» **Written task**
Can you reproduce the lines below character for character, leaving out the pictures?

» **Supplied material**
--- START ---

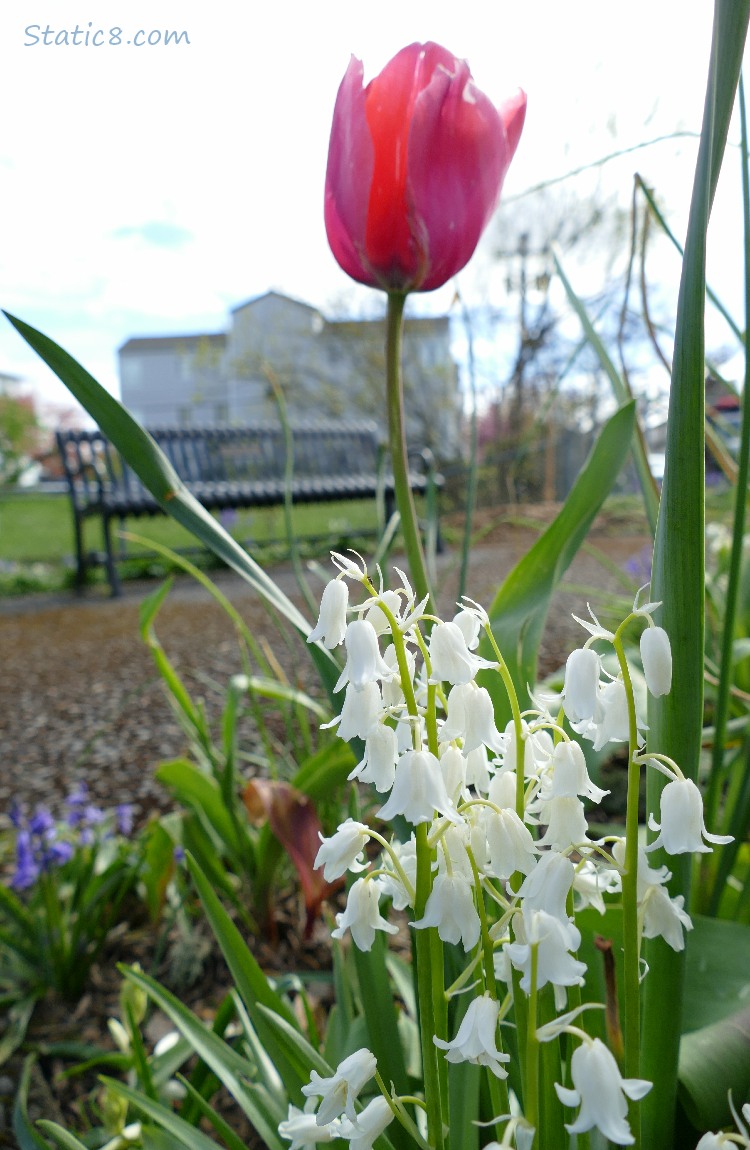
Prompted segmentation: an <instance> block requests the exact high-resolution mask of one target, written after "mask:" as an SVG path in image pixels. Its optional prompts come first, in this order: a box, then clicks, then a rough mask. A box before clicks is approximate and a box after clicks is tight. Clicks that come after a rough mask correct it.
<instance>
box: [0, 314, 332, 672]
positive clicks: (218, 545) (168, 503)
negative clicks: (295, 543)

--- END ---

» **Final answer**
Prompted segmentation: an <instance> block requests the exact high-resolution mask of one target, written after "mask:" as an SVG path in image pixels. Its optional prompts come first, in this order: a box, then clicks, then a rough mask. A box before clicks is approximate and a box after clicks is tight. Clicks that come after a rough mask correct it.
<instance>
box: [0, 314, 332, 672]
positive clicks: (218, 545) (168, 503)
negative clicks: (295, 543)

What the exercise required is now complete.